▶ _Given request_
Could you reproduce the rows starting at the line containing "Reviewer note: every instance of the recessed" and ending at the line containing "pixel 61 45", substituting "accent pillow" for "throw pillow" and keeping everything else unchanged?

▶ _Exercise data_
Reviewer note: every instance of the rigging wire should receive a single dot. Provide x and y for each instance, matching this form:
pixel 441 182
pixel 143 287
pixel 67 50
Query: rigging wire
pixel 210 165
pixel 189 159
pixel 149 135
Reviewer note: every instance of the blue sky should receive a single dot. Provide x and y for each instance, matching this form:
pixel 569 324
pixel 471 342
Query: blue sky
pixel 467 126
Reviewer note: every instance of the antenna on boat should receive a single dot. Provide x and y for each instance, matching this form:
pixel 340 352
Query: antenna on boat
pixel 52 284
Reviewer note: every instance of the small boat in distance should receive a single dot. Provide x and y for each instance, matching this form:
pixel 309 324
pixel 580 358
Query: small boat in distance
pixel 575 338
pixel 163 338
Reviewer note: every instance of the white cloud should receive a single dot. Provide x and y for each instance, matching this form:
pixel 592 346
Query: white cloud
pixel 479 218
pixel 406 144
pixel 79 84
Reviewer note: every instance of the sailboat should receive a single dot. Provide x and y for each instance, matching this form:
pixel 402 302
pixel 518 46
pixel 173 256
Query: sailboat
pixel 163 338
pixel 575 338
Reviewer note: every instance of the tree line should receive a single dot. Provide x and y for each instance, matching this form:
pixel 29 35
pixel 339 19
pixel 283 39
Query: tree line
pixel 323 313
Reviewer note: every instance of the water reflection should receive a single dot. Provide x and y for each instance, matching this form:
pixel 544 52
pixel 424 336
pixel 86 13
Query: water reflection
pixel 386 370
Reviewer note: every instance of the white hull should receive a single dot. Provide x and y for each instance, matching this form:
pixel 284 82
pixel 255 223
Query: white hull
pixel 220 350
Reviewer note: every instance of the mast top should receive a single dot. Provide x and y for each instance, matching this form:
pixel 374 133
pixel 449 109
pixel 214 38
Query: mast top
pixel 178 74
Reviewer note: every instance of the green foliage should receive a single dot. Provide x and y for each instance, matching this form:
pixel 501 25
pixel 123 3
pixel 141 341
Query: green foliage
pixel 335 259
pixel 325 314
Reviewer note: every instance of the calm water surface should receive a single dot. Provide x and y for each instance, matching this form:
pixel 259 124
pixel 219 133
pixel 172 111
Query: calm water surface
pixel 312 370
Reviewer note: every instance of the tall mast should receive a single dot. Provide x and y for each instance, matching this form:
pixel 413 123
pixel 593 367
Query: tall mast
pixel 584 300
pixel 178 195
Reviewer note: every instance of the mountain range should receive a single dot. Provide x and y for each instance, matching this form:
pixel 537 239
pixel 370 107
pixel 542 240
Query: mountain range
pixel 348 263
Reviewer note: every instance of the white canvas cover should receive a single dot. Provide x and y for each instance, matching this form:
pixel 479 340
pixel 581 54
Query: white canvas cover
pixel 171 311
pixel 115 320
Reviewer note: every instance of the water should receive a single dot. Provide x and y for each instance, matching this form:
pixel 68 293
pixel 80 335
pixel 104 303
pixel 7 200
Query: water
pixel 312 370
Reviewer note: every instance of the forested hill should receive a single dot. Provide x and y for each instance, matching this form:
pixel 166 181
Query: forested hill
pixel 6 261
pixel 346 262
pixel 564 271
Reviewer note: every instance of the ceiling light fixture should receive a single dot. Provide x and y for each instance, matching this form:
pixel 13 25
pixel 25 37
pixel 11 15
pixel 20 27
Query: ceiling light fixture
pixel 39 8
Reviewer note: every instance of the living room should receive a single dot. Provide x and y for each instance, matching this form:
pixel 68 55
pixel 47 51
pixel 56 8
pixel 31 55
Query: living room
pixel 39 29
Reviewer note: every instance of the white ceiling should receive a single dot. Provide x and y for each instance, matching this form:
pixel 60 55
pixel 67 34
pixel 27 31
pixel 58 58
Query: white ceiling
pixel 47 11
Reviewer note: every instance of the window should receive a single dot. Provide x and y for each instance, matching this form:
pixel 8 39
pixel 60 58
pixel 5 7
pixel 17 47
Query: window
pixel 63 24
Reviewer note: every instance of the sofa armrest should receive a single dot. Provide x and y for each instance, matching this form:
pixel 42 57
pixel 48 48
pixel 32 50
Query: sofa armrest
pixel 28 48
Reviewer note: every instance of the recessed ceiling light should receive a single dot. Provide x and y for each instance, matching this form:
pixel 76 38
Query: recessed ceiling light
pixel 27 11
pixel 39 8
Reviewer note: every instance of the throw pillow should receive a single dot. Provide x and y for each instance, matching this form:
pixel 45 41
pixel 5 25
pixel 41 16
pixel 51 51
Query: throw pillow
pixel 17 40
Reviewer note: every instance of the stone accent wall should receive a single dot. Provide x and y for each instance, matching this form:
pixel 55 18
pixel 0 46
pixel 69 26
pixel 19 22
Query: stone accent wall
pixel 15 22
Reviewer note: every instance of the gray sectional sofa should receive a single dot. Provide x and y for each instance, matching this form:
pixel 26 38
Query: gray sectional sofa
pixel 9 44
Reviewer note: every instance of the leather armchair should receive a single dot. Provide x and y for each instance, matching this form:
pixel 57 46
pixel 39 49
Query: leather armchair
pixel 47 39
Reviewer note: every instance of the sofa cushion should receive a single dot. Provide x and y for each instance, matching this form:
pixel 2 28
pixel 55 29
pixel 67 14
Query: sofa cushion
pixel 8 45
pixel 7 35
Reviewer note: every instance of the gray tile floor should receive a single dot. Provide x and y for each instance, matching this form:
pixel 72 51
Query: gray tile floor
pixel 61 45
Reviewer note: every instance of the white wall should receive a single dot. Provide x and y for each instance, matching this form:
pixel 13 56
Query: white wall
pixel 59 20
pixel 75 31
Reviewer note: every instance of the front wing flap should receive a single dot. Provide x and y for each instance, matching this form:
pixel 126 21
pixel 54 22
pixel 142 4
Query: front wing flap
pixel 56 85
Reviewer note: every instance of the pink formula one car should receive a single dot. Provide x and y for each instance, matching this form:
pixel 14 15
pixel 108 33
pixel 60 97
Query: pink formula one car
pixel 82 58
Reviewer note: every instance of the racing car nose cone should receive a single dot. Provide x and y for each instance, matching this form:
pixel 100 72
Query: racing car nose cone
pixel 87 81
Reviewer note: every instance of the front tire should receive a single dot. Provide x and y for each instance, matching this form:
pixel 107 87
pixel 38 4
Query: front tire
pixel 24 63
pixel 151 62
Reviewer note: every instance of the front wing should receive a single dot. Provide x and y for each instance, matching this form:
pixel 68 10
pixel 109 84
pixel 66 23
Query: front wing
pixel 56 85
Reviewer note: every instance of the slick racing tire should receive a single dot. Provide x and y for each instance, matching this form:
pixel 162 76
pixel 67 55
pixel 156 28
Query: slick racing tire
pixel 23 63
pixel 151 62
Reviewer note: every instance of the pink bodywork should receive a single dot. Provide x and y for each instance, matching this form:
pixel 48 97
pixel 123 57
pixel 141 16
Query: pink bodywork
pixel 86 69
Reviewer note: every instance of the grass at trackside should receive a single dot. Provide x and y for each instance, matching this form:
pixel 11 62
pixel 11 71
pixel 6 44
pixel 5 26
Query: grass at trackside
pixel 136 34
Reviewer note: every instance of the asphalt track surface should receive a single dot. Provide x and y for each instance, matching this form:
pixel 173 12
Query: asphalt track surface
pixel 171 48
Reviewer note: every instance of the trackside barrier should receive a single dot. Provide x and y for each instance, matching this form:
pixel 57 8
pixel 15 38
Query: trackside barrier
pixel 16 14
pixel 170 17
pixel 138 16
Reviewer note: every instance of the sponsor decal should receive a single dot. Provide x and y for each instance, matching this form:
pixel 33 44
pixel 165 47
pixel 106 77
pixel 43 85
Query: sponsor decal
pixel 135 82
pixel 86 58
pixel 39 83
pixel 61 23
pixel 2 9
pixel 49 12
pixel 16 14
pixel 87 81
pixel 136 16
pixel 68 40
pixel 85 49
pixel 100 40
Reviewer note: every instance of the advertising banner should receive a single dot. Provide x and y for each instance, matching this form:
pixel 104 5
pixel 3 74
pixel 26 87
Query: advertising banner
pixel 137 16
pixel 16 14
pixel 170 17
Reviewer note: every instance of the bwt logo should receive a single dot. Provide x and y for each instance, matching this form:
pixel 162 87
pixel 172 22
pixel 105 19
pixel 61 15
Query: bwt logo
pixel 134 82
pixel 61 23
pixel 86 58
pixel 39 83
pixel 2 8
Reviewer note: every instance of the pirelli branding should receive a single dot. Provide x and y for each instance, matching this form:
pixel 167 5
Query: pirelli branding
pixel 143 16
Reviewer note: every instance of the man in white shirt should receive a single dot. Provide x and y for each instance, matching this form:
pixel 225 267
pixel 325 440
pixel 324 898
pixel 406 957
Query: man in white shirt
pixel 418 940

▶ _Response below_
Reviewer note: every instance of the recessed ceiling light should receive a single dot. Provide x and y for each instance, matching this form:
pixel 76 38
Query: recessed ceiling light
pixel 27 11
pixel 39 8
Reviewer note: every instance of the accent pillow should receive a single dot. Provide x and y for each instance, matching this form:
pixel 45 41
pixel 5 25
pixel 41 16
pixel 51 51
Query: accent pillow
pixel 17 40
Reviewer note: every instance of the stone accent wall should receive a single dot. Provide x and y for each instance, matching this form:
pixel 55 18
pixel 0 46
pixel 69 26
pixel 19 22
Query: stone accent wall
pixel 15 22
Reviewer note: every instance of the gray sectional sofa should receive a single dot. Provide x and y for each instance, matching this form:
pixel 26 38
Query: gray sectional sofa
pixel 9 44
Reviewer note: every instance of the leather armchair should receive a single dot. Provide x and y for each instance, matching this form:
pixel 57 46
pixel 39 49
Query: leather armchair
pixel 47 39
Reviewer note: every instance of the sofa cushion should receive a single dot. Provide x and y for each instance, matching this form:
pixel 2 28
pixel 55 29
pixel 67 14
Query: sofa cushion
pixel 8 45
pixel 7 35
Reviewer note: every instance of the gray tile floor should receive a single dot. Provide x and y for each instance, matching this form:
pixel 72 51
Query: gray tile floor
pixel 61 45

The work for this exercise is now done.